'''
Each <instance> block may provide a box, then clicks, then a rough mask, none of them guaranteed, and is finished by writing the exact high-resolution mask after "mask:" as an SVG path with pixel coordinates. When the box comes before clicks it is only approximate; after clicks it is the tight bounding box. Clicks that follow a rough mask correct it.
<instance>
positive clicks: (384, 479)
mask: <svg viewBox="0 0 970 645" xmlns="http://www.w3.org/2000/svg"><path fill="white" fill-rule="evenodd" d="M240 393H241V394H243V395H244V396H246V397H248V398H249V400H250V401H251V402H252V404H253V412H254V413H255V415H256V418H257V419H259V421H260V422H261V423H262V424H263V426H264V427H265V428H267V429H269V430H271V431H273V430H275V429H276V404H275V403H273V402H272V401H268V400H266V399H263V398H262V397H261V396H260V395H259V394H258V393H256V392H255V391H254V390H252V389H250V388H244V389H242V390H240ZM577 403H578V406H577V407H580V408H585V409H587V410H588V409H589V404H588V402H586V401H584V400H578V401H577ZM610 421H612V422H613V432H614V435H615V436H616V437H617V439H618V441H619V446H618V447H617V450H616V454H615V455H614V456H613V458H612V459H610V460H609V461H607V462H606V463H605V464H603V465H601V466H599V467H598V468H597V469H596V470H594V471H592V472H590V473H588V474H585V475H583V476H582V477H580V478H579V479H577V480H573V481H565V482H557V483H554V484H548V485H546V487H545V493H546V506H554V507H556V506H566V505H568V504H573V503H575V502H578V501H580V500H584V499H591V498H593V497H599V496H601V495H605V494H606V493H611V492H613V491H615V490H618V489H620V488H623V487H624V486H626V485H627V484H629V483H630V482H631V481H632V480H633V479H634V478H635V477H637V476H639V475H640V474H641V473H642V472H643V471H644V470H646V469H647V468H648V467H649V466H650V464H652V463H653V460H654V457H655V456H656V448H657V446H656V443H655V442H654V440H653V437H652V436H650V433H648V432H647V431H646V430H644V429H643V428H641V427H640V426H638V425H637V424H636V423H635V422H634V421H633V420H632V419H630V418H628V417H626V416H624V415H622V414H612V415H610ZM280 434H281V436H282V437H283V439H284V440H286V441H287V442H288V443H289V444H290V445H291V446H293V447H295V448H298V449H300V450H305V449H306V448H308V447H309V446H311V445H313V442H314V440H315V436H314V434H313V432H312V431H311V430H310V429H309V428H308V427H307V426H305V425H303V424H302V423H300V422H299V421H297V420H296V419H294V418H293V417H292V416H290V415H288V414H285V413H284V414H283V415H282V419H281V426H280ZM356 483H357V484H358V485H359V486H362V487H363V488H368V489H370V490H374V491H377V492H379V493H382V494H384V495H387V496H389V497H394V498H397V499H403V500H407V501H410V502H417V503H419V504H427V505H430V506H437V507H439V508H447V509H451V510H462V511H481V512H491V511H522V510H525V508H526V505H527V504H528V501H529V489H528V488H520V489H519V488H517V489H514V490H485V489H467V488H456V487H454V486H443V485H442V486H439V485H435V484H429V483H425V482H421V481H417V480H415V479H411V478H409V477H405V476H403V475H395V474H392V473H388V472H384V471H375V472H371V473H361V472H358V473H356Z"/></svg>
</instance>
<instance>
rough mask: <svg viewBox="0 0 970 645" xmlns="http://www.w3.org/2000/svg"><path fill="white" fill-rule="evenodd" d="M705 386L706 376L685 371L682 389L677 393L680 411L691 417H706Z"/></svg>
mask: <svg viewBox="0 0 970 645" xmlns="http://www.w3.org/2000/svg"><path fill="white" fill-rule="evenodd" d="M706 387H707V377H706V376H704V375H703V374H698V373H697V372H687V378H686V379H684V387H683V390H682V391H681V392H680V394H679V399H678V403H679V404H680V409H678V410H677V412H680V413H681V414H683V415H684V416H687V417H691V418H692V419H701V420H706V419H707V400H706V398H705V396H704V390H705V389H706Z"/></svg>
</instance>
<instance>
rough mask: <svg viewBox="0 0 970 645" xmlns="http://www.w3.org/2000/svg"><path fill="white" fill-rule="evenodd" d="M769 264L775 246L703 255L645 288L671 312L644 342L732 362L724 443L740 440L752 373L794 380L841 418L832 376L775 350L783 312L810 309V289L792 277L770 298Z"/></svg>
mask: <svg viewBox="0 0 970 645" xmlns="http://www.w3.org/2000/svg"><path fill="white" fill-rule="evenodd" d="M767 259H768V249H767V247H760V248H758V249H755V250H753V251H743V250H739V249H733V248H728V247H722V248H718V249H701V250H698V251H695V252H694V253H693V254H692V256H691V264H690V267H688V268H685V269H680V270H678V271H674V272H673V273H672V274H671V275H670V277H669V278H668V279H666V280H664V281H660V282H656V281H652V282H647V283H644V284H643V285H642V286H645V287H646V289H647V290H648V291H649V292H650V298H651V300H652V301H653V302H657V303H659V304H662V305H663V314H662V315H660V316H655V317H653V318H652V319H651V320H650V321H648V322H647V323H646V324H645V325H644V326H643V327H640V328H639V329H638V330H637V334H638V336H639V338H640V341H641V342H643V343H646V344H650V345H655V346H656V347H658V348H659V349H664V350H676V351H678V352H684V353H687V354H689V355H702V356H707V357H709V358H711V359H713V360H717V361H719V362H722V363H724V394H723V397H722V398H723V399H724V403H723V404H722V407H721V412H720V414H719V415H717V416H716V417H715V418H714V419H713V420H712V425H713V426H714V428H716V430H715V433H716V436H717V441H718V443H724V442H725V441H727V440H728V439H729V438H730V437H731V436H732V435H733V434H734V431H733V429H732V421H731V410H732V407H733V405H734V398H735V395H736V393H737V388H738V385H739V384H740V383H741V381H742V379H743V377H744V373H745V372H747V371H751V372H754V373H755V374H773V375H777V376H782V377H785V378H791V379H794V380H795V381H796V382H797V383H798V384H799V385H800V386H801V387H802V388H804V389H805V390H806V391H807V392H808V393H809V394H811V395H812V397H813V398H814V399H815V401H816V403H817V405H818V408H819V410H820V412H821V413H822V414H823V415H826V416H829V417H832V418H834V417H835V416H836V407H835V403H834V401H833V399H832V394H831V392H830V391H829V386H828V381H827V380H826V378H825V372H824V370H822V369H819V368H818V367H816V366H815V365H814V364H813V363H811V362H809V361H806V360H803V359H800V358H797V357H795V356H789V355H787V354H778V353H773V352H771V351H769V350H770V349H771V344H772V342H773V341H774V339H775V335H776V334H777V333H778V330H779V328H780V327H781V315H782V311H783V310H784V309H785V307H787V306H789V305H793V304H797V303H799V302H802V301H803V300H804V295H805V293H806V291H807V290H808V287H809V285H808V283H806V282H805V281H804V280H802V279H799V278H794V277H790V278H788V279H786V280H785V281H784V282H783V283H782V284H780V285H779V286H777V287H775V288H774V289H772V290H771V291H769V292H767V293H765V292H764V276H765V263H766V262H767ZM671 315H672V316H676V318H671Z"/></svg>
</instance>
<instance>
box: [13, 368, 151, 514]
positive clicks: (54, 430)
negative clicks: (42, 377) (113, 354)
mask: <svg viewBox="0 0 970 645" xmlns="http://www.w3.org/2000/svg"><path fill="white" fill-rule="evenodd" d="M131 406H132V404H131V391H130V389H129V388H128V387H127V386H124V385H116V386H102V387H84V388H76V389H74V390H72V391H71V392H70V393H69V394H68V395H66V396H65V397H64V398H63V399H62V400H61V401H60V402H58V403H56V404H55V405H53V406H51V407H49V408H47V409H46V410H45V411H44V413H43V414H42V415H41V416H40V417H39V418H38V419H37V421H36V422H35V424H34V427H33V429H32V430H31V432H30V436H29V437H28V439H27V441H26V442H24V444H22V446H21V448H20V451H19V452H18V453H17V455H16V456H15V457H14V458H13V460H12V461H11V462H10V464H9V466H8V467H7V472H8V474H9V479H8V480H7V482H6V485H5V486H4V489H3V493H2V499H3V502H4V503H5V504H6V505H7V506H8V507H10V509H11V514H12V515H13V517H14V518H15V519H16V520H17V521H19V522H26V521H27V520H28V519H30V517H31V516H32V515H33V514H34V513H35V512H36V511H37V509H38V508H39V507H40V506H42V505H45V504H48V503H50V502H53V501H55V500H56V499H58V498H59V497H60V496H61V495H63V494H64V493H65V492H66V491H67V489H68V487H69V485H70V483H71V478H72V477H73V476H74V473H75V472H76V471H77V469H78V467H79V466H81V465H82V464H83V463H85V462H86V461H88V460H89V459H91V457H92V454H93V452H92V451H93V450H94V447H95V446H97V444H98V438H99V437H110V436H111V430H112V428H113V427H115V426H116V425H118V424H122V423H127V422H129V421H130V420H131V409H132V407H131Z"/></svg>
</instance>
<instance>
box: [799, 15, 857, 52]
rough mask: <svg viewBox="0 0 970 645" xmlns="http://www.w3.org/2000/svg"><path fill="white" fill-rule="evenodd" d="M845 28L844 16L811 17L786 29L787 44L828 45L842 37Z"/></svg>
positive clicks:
'''
__ACTIVITY__: Could you repeat exactly the lines in the listing above from the one with "negative clicks: (42, 377) (113, 354)" down to the one with "28L844 16L811 17L786"? Include both of those lines.

__TASK ANSWER__:
negative clicks: (42, 377) (113, 354)
mask: <svg viewBox="0 0 970 645" xmlns="http://www.w3.org/2000/svg"><path fill="white" fill-rule="evenodd" d="M131 406H132V404H131V391H130V389H129V388H128V387H127V386H124V385H116V386H102V387H84V388H76V389H74V390H72V391H71V392H70V393H69V394H68V395H66V396H65V397H64V398H63V399H62V400H61V401H60V402H58V403H56V404H55V405H53V406H51V407H49V408H47V409H46V410H45V411H44V413H43V414H42V415H41V416H40V417H39V418H38V419H37V421H36V422H35V424H34V427H33V429H32V430H31V432H30V436H29V437H28V439H27V441H26V442H24V444H22V446H21V448H20V451H19V452H18V453H17V455H16V456H15V457H14V458H13V460H12V461H11V462H10V464H9V466H8V467H7V472H8V474H9V479H8V480H7V482H6V485H5V486H4V489H3V493H2V499H3V502H4V503H5V504H6V505H7V506H8V507H10V509H11V514H12V515H13V517H14V518H15V519H16V520H17V521H19V522H26V521H27V520H28V519H30V517H31V516H32V515H33V514H34V513H35V512H36V511H37V509H38V508H39V507H40V506H42V505H45V504H48V503H50V502H53V501H55V500H56V499H58V498H59V497H60V496H61V495H63V494H64V493H65V492H66V491H67V489H68V487H69V485H70V483H71V478H72V477H73V476H74V473H75V472H76V471H77V469H78V467H79V466H81V465H82V464H83V463H85V462H86V461H88V460H89V459H91V457H92V454H93V452H92V451H93V450H94V447H95V446H97V444H98V438H99V437H110V436H111V430H112V428H113V427H115V426H116V425H118V424H122V423H127V422H129V421H130V420H131V409H132V407H131Z"/></svg>
</instance>
<instance>
box: [799, 15, 857, 52]
rough mask: <svg viewBox="0 0 970 645" xmlns="http://www.w3.org/2000/svg"><path fill="white" fill-rule="evenodd" d="M845 28L844 16L811 17L786 29L787 44L828 45L842 37Z"/></svg>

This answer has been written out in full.